** MATERIAL SUPPLIED follows **
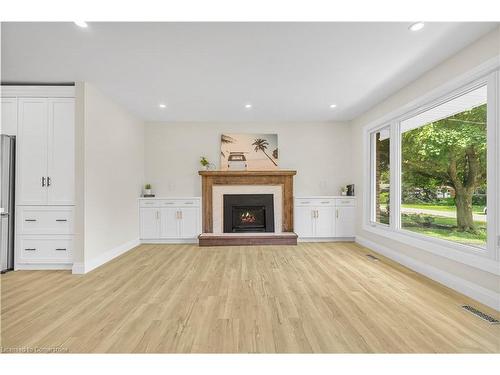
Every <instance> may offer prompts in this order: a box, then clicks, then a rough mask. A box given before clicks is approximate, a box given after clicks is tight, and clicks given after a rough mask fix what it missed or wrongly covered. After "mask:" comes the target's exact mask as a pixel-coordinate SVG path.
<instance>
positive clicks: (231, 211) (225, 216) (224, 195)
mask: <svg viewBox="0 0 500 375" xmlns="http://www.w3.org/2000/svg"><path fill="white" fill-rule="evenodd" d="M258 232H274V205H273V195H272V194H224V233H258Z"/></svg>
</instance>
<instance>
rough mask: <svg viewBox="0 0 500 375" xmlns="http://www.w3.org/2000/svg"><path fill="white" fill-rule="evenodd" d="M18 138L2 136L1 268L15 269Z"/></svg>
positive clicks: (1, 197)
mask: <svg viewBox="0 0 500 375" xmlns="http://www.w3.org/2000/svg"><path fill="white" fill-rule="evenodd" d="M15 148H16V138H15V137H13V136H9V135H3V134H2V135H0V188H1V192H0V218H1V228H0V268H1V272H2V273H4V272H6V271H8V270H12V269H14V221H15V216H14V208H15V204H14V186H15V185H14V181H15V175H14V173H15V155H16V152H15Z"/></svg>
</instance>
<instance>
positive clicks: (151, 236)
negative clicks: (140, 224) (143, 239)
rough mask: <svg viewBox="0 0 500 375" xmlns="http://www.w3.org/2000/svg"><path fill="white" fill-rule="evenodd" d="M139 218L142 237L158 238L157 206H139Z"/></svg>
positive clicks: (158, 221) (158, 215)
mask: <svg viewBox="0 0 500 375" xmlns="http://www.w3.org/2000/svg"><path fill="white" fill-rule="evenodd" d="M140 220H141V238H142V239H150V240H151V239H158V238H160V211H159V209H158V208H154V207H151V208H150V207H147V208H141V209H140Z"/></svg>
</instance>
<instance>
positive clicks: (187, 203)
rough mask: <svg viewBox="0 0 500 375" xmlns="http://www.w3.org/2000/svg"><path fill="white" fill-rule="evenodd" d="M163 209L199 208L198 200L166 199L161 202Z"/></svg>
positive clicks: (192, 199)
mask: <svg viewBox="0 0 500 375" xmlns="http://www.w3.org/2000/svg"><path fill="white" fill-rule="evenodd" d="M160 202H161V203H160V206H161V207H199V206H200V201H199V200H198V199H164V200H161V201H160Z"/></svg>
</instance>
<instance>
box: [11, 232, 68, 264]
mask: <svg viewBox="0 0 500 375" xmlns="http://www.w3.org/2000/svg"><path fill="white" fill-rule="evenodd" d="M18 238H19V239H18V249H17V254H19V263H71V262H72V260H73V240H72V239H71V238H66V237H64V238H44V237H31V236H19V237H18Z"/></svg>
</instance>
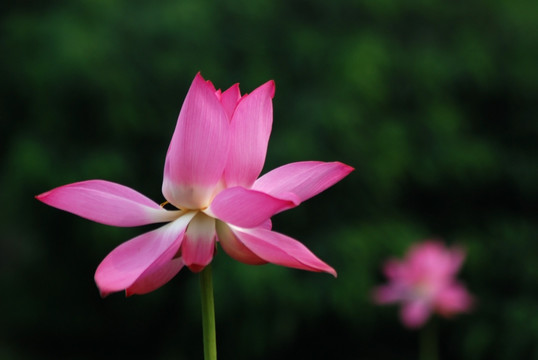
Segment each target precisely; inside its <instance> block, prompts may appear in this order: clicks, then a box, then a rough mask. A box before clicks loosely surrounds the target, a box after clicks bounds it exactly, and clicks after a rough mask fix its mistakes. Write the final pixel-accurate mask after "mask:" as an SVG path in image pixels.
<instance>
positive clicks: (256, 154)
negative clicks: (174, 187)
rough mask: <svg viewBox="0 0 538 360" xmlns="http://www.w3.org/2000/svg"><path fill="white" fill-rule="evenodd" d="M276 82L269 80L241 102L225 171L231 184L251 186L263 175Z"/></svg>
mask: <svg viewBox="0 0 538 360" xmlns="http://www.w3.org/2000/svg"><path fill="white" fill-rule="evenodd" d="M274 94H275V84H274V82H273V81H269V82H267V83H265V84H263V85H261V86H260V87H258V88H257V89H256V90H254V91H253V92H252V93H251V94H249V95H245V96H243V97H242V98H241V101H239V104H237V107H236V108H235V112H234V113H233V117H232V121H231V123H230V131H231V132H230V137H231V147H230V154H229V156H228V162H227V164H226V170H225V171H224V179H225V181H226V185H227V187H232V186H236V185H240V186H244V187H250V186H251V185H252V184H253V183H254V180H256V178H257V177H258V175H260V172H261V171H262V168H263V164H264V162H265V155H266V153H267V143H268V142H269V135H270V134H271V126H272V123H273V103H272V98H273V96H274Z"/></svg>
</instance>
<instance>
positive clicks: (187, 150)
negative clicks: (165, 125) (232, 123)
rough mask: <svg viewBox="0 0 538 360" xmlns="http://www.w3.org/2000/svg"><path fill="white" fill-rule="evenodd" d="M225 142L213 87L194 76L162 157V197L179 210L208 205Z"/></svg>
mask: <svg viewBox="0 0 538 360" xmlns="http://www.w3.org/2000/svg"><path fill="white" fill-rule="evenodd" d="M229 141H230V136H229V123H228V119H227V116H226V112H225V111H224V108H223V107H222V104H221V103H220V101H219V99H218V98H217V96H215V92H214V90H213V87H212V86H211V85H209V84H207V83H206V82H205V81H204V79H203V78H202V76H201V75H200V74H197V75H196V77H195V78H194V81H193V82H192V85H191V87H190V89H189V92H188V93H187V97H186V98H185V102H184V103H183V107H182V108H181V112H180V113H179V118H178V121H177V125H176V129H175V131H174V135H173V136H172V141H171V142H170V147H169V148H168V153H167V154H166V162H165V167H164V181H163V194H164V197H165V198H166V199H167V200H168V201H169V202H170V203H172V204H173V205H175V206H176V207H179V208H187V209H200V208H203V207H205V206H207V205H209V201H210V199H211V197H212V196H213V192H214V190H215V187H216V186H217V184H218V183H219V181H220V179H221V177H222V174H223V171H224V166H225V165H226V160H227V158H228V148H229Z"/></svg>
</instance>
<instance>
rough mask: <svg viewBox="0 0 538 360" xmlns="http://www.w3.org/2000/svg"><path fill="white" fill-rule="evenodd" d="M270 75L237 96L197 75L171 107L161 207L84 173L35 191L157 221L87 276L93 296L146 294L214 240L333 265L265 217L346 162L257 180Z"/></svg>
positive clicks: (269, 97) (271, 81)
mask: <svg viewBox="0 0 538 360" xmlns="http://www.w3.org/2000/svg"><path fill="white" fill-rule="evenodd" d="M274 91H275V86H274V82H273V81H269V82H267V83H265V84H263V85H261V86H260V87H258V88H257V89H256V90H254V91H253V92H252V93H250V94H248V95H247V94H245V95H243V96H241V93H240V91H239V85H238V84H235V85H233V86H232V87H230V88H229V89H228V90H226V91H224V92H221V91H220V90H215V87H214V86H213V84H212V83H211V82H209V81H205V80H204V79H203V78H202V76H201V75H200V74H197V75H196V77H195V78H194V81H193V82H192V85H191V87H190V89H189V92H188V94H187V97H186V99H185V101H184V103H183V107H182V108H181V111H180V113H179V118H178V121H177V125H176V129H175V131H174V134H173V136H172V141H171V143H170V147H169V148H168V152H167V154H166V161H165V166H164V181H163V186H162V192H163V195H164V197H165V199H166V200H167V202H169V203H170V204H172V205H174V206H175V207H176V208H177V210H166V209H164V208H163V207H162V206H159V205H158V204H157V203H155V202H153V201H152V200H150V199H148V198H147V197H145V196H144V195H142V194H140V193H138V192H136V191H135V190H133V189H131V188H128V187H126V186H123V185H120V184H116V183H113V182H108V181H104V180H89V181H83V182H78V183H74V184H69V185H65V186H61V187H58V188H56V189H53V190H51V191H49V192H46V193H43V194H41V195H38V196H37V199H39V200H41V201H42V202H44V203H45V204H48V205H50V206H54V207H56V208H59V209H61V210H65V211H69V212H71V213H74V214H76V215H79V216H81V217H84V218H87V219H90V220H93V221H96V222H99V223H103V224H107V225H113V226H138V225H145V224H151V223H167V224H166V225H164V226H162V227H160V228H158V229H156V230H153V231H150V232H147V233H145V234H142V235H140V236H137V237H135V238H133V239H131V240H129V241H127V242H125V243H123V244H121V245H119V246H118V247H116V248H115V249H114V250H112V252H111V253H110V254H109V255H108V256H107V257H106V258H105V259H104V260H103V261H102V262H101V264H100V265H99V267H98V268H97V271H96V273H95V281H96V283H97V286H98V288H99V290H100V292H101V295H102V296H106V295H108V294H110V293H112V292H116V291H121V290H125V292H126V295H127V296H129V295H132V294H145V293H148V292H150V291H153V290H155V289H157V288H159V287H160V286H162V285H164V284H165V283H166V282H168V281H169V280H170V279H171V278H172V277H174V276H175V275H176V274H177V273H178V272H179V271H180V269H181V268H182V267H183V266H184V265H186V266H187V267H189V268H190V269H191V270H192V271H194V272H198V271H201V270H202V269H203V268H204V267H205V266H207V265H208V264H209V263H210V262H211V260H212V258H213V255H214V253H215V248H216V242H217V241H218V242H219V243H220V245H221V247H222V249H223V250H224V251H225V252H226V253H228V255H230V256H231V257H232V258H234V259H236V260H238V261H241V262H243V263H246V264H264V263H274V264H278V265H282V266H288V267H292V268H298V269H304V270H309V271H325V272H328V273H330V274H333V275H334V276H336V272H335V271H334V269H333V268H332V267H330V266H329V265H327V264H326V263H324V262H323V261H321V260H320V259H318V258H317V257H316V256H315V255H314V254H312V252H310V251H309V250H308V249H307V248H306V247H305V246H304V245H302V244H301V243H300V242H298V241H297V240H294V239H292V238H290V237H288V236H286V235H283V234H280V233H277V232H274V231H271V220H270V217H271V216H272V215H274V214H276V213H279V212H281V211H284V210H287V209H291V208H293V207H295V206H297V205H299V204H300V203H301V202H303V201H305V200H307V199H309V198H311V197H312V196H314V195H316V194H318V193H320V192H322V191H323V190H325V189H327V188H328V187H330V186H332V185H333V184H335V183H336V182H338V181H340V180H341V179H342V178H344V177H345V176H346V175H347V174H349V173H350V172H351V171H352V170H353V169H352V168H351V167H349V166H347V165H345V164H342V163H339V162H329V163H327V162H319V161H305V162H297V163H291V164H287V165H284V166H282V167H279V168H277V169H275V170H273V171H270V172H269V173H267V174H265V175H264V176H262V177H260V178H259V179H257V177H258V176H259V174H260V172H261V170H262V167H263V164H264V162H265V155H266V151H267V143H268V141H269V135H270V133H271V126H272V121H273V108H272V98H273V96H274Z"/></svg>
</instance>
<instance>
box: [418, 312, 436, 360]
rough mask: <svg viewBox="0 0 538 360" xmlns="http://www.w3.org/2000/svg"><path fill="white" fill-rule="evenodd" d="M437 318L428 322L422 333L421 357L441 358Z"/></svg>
** End of MATERIAL SUPPLIED **
TASK DETAILS
Find every line in the rows above that contains the word "before", matching case exactly, and copy each of those lines in full.

RESULT FOR THIS EXERCISE
Every <instance> may offer prompts in this order: a box, then clicks, then a rough mask. A box given before clicks is approximate, a box given after clicks is tight, and clicks given after a rough mask fix what it missed or wrongly covered. After "mask:" comes the target's exact mask as a pixel-coordinate SVG path.
Segment each target precisely; inside its <instance> block, prompts may appear in this order: clicks, then a box, then a rough mask. A box before clicks loosely surrounds the target, a box after clicks bounds it exactly, and clicks after a rough mask fix its mistakes. Write the final pixel-accurate mask after "mask:" as an SVG path in image pixels.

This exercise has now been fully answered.